- [Work to do] Count the lines in the records below that contain the word "street" and give only that number.

--- begin Data supplied ---

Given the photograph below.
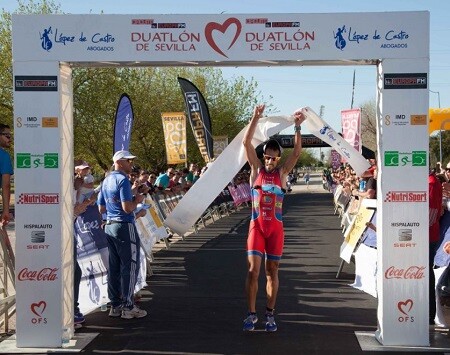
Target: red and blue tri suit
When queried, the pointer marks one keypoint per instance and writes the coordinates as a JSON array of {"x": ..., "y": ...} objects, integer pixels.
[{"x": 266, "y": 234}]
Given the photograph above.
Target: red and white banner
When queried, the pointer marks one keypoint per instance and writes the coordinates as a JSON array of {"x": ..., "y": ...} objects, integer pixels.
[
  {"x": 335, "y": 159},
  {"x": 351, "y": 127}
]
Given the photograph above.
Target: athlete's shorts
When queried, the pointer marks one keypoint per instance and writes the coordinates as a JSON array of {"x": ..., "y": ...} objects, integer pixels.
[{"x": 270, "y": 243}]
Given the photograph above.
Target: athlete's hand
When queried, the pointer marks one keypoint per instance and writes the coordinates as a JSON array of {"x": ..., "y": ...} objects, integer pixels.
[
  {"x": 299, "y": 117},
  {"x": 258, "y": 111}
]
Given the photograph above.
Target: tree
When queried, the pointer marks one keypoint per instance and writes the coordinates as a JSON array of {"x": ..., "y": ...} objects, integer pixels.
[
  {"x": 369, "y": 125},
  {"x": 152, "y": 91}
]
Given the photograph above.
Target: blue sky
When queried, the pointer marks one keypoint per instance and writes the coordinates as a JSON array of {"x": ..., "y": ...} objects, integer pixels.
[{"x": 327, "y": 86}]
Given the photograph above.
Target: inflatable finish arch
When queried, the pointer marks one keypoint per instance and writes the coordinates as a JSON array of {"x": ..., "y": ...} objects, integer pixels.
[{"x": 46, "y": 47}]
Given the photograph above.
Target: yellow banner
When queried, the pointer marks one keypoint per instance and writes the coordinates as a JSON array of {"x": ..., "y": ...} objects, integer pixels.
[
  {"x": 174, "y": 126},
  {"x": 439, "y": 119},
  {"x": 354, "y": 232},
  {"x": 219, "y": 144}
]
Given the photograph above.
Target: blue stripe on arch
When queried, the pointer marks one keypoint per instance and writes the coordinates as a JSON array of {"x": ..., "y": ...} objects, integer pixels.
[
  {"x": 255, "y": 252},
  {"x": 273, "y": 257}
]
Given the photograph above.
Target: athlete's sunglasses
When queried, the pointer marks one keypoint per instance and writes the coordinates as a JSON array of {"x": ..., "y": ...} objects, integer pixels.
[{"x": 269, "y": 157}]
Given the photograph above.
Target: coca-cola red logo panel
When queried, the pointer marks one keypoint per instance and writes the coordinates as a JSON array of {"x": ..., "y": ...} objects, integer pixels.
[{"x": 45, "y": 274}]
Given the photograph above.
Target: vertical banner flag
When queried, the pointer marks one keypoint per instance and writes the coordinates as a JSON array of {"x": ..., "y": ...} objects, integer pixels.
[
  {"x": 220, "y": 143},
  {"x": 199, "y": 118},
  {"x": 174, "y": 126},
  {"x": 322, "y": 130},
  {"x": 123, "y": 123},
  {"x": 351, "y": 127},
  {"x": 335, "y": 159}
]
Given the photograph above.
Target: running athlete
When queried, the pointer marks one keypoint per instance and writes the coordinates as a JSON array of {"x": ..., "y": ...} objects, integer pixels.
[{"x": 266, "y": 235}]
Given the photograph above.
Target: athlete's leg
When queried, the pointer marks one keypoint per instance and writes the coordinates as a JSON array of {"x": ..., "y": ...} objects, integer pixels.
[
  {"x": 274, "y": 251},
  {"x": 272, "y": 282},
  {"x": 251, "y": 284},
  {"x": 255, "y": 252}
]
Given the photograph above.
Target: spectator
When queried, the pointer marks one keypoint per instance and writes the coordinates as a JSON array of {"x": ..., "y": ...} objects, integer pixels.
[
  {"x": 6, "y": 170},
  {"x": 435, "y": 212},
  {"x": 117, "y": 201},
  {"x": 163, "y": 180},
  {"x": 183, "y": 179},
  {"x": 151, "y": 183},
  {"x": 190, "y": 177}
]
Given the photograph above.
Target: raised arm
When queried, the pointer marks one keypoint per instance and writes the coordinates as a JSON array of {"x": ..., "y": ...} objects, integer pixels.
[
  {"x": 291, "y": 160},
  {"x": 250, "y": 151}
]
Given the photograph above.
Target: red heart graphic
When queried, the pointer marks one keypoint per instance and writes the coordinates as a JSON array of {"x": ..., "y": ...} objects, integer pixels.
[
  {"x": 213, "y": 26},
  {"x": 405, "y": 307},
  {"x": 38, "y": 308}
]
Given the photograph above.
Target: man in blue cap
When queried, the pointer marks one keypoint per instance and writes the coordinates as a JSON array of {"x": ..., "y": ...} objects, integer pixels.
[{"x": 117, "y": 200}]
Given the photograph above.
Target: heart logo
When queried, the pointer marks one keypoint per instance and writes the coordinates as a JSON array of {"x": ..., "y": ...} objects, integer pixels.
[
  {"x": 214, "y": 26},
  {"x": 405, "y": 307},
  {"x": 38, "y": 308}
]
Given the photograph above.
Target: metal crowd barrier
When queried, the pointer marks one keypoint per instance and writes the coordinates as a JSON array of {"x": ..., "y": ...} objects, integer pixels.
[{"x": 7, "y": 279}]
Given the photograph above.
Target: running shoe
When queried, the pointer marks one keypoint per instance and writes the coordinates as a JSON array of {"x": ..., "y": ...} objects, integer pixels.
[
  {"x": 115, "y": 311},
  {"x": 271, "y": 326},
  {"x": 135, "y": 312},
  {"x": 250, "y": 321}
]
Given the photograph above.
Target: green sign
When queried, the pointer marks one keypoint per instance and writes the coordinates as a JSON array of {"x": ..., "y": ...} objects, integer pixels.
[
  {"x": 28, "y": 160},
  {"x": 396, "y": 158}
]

--- end Data supplied ---
--- begin Data supplied ---

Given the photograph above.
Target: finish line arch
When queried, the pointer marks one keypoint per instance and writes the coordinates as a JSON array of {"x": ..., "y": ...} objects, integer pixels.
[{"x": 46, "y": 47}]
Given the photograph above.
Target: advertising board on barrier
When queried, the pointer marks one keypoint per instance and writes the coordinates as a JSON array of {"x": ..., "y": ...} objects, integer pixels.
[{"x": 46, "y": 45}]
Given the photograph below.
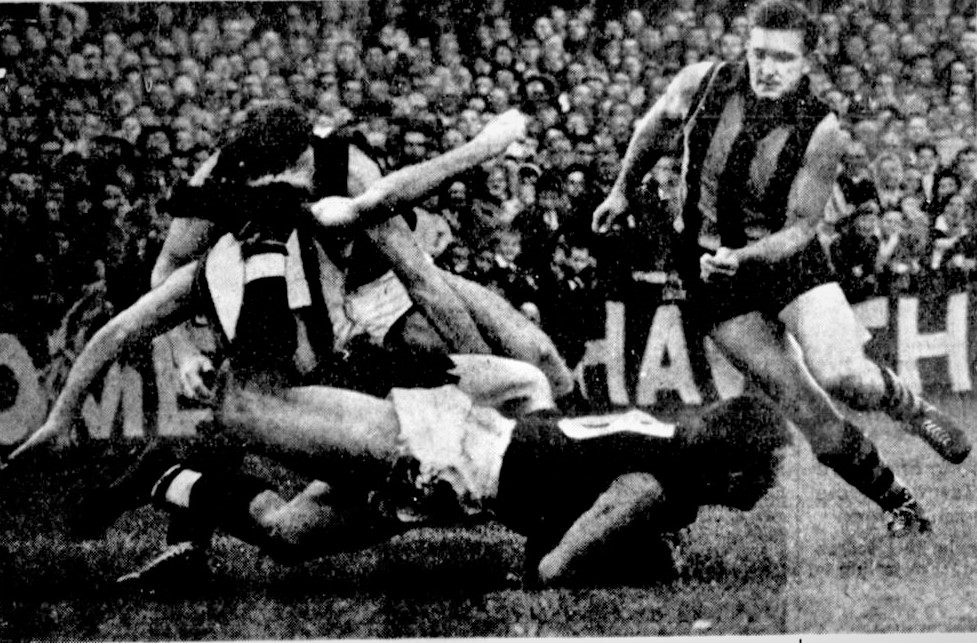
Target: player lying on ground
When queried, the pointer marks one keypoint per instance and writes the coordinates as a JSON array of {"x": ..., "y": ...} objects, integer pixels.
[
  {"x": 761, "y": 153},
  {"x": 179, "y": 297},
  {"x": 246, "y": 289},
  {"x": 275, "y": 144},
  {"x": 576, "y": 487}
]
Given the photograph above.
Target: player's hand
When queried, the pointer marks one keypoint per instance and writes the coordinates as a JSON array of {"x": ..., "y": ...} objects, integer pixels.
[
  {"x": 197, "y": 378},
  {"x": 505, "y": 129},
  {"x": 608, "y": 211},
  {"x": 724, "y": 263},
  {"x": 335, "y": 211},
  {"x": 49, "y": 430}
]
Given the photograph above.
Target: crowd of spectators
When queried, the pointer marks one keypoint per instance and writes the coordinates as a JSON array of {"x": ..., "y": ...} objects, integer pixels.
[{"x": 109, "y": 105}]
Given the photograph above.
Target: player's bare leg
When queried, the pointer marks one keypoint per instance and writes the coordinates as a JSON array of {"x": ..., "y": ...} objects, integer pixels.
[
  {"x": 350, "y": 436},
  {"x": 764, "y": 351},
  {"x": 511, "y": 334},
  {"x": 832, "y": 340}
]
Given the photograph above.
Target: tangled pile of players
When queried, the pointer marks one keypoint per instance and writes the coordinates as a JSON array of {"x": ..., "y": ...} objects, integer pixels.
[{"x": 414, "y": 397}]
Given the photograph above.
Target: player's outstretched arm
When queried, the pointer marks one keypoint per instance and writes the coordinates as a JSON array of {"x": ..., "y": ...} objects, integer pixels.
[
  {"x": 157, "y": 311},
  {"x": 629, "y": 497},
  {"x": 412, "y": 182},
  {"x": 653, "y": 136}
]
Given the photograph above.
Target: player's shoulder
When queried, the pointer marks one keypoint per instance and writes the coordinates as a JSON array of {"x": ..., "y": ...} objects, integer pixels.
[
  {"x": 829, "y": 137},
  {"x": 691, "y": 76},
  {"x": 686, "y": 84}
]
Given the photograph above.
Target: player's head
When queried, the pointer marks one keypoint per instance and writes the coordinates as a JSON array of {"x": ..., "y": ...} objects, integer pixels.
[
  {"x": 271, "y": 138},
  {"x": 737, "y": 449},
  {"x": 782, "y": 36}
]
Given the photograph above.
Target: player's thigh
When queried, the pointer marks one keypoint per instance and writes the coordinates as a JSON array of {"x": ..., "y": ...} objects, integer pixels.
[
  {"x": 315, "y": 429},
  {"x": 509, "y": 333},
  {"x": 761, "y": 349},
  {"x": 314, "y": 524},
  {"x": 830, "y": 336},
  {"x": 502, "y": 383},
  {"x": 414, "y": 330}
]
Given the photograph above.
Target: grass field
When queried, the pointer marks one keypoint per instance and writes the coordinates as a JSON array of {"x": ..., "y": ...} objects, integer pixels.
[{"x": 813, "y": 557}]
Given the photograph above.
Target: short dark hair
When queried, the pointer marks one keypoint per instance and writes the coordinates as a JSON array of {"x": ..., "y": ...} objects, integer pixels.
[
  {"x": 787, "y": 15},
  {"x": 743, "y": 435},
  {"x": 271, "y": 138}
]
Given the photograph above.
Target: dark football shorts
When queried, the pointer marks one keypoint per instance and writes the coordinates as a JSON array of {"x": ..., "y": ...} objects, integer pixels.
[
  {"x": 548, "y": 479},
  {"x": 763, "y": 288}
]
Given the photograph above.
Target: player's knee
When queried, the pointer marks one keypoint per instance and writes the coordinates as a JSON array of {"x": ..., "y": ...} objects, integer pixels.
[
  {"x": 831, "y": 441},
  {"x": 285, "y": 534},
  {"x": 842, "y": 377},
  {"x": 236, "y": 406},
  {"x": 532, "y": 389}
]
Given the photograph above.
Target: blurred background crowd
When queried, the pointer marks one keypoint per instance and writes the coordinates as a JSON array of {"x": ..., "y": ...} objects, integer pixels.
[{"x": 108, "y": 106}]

--- end Data supplied ---
--- begin Data supplied ---

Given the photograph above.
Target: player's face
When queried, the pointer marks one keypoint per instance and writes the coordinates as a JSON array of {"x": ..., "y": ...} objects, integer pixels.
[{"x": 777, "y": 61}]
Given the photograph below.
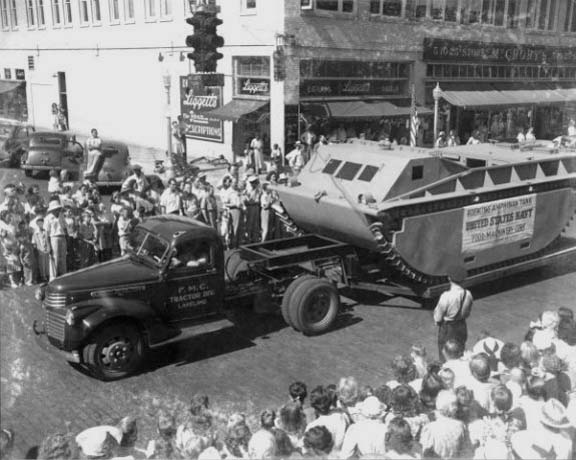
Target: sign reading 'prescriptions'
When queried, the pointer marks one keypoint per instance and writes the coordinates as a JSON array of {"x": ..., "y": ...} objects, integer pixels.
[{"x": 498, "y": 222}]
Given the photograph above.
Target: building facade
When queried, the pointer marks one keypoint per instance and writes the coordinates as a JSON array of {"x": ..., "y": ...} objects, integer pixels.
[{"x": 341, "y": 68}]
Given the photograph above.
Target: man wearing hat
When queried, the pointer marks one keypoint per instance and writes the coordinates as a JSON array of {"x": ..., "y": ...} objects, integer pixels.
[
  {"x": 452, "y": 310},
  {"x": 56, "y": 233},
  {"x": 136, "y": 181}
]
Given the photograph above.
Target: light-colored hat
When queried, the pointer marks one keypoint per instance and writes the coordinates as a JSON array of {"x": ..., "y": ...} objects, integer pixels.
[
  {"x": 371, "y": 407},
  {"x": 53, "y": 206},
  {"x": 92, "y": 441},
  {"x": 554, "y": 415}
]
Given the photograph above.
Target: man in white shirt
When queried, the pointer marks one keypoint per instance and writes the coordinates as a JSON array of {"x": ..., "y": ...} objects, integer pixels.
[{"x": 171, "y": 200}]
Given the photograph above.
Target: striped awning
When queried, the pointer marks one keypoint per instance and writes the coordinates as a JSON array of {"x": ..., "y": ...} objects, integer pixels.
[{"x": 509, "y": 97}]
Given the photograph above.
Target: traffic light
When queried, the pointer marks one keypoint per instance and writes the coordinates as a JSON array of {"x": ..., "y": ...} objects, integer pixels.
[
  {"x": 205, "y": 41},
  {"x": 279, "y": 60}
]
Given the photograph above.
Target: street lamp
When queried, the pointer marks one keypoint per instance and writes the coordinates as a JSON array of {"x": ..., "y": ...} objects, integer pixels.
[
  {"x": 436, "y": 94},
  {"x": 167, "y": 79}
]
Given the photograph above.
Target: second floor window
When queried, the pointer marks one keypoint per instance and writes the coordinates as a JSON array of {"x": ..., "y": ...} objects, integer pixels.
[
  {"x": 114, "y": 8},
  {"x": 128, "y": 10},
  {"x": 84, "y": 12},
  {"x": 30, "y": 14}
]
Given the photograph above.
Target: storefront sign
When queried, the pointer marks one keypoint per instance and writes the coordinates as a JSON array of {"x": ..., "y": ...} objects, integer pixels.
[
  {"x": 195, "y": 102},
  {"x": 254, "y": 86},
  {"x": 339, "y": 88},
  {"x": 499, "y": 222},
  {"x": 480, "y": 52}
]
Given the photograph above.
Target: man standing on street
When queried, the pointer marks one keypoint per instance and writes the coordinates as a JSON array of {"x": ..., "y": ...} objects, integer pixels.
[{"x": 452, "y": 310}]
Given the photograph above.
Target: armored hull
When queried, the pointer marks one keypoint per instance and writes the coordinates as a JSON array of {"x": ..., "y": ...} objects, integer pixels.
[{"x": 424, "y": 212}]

--- end Data supplied ---

- [Task result] 2